* YOUR GOAL: Please give the entries again in full and exactly, without any picture.

··· RECORD SET ···

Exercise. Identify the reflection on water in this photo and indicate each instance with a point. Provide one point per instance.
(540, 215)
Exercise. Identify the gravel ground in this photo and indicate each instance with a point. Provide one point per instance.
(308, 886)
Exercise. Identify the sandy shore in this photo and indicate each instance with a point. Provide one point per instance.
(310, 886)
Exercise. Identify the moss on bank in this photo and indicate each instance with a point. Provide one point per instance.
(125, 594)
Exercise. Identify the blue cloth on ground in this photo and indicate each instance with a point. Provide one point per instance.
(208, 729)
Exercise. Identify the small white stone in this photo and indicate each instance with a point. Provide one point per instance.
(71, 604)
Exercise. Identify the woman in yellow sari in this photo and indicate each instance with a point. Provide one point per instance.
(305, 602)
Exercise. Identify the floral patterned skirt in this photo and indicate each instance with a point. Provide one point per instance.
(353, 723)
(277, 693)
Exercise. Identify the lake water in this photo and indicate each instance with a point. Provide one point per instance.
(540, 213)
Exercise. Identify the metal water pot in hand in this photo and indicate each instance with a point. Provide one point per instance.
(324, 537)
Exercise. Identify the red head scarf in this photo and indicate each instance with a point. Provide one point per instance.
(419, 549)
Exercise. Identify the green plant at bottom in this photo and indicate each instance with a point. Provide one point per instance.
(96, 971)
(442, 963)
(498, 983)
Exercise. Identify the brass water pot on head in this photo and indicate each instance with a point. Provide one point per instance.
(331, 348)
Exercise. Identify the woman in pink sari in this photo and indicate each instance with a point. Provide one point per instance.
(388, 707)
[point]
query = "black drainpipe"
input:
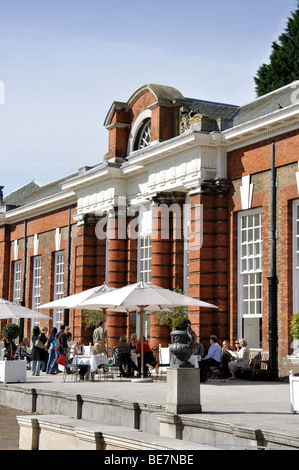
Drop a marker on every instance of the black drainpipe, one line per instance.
(66, 317)
(23, 301)
(272, 280)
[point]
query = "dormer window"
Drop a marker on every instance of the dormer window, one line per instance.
(143, 138)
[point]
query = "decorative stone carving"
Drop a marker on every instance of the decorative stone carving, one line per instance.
(182, 345)
(195, 121)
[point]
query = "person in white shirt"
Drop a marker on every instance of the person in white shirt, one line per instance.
(240, 359)
(212, 359)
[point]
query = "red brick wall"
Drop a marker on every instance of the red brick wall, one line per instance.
(256, 160)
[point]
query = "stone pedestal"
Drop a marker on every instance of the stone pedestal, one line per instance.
(183, 391)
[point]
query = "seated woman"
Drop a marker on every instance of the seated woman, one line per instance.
(9, 348)
(226, 357)
(78, 350)
(240, 359)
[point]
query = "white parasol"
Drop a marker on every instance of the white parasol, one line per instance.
(75, 300)
(143, 296)
(14, 311)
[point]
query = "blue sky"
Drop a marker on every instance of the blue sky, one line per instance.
(64, 62)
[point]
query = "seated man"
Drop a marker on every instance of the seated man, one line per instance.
(212, 359)
(124, 357)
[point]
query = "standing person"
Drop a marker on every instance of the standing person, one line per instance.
(199, 351)
(22, 350)
(212, 359)
(36, 353)
(51, 351)
(133, 341)
(146, 356)
(226, 356)
(60, 348)
(98, 335)
(68, 333)
(45, 355)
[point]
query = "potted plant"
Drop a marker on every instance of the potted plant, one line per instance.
(294, 378)
(294, 323)
(10, 332)
(12, 371)
(182, 339)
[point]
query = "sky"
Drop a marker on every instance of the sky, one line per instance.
(64, 62)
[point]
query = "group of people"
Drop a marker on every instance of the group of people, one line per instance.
(45, 358)
(231, 360)
(127, 367)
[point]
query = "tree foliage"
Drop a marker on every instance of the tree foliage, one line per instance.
(283, 67)
(92, 317)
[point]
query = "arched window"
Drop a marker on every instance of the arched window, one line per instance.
(143, 138)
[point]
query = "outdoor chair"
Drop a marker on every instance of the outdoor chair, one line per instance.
(260, 365)
(109, 367)
(163, 362)
(74, 371)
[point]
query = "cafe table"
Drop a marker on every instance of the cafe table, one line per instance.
(193, 360)
(92, 360)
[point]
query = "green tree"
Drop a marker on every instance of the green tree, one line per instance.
(283, 67)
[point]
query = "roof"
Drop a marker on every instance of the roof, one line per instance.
(267, 104)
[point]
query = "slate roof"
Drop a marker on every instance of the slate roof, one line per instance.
(267, 104)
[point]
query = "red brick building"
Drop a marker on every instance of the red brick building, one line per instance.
(191, 193)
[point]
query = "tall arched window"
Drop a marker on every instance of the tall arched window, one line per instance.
(143, 138)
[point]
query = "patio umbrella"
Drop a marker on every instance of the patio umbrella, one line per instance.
(12, 310)
(143, 296)
(74, 301)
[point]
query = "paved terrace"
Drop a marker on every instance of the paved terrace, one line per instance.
(253, 405)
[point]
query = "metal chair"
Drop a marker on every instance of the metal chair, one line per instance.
(164, 362)
(111, 365)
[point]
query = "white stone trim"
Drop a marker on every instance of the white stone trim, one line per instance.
(146, 114)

···

* WORKED SOLUTION:
Exercise. Identify the reflection on water in this photo and indicate each instance with a point. Provide one point per instance.
(540, 215)
Exercise. Identify the gravel ground in this photo and indicate each instance with a point. Provide one point per instance.
(308, 886)
Exercise. Identify the sandy shore in this photo and indicate each instance with a point. Provide one point per instance.
(310, 886)
Exercise. Identify the moss on bank in this photo and indicate each instance with a point. Provide one point per instance.
(125, 594)
Exercise. Identify the blue cloth on ground in this photo and indicate each instance with a point. Provide one point per instance.
(208, 729)
Exercise. Identify the small white stone in this photo and indicate each instance with a point. Provide one point per instance.
(71, 604)
Exercise. Identify the woman in yellow sari in this photo and indicate each instance with a point. Provide one point per instance.
(305, 602)
Exercise. Identify the floral patterned skirt in this photo and indicate each instance with a point. Provide one point per instance.
(353, 723)
(277, 693)
Exercise. Identify the lake water in this photo and indicate each instance with a point. Provide one point per instance.
(540, 213)
Exercise. Identify the metal water pot in hand in this photo and indicate each instance with a point. Provide one point per instance.
(324, 537)
Exercise. Identify the red head scarf in this photo and indicate each instance with a point. Provide one point per instance.
(419, 549)
Exercise. Identify the green plant at bottom in this photo and indicate each instance with a point. Provide one point per instance.
(96, 971)
(442, 963)
(498, 983)
Exercise. Identify the brass water pot on head in this photo and indicate each instance with a point. Provide one point per instance.
(331, 348)
Exercise. Identify the woman in pink sari in this photo and indicate each instance with a point. Provide one point per instance.
(388, 707)
[point]
query = "black drainpipe"
input:
Drop a marker on every instance of the black drainpipe, one line per instance.
(66, 317)
(23, 301)
(272, 280)
[point]
query = "dormer window"
Drop a marker on every instance of the dormer window, one line per instance.
(143, 138)
[point]
query = "decorative stone carving"
Drop a marker on every instance of the decorative stone carving, one line per instance.
(182, 345)
(195, 121)
[point]
query = "person in white shirt"
Drop a marker on every instance of the person in white shirt, one line per instance.
(240, 359)
(212, 359)
[point]
query = "red brick wall"
Drop a marker on every instance of the red brick wall, one line per instance.
(256, 160)
[point]
query = "stone pedestal"
Drop a marker on every instance of the stone pedestal, one line per instance.
(183, 391)
[point]
query = "seated woman"
Drop a marker on every instance of the seated woman, one line per instance.
(9, 348)
(226, 357)
(78, 350)
(240, 359)
[point]
query = "white parasol"
Drop a marker on every instance of the white parasol, one line per instance.
(75, 300)
(143, 296)
(14, 311)
[point]
query = "blue sky"
Drop a marker on every instance of the blue sky, one line per instance.
(64, 62)
[point]
query = "seated man"
Drop a marker on every instance of the seated man, one line per instance.
(212, 359)
(124, 357)
[point]
query = "standing person"
Drop a marker on every instance of the standing person, one line per instance.
(199, 351)
(22, 350)
(212, 359)
(36, 353)
(51, 351)
(133, 341)
(146, 356)
(226, 356)
(60, 348)
(98, 335)
(68, 333)
(45, 355)
[point]
query = "potted plant"
Drop a marker on every instance of the potted plant, one line per instance.
(294, 378)
(294, 323)
(10, 332)
(12, 371)
(182, 339)
[point]
query = "sky"
Drop a marker on every instance of the sky, one line per instance.
(64, 62)
[point]
query = "group of people"
Drop a marker on every instance of the group of people, one line per instance.
(45, 358)
(231, 360)
(127, 367)
[point]
query = "tree foliage"
Drop a marker on every instance of the tree foliage, one line per instance.
(283, 67)
(92, 317)
[point]
query = "arched window"
Drop a marker on every instance of the arched window, one line per instance.
(143, 138)
[point]
query = "outdoor chair"
Drop a marker on every instance of the outdoor chair, one line per instance.
(260, 365)
(109, 367)
(163, 362)
(74, 371)
[point]
query = "cafe table"
Drop a marker on every instance of the cafe table, one line per instance.
(193, 360)
(92, 360)
[point]
query = "green tree"
Drop a marker on every instance of the green tree, one line per instance.
(283, 67)
[point]
query = "roof"
Drop a marker on every instance of the roof, one line per instance.
(267, 104)
[point]
query = "slate roof"
Drop a marker on every instance of the slate roof, one line per instance.
(267, 104)
[point]
query = "red brick building"
Drop a marker on every instance of the red brick building, one line per instance.
(191, 193)
[point]
query = "tall arched window"
Drop a marker on every instance of the tall arched window, one line per instance.
(143, 138)
[point]
query = "patio umbrella"
Drop a marker on every instance of the patio umbrella, one line per instance.
(12, 310)
(143, 296)
(74, 301)
[point]
query = "paved terrace"
Drop a marker on every instance of the paved terrace, one line per instance.
(253, 405)
[point]
query = "metal chair"
Drop a marker on every instance of the metal chair, one line per instance.
(164, 362)
(111, 365)
[point]
query = "white stone trim"
Drop a marker on every instance of the white stone trim, one line per instance.
(146, 114)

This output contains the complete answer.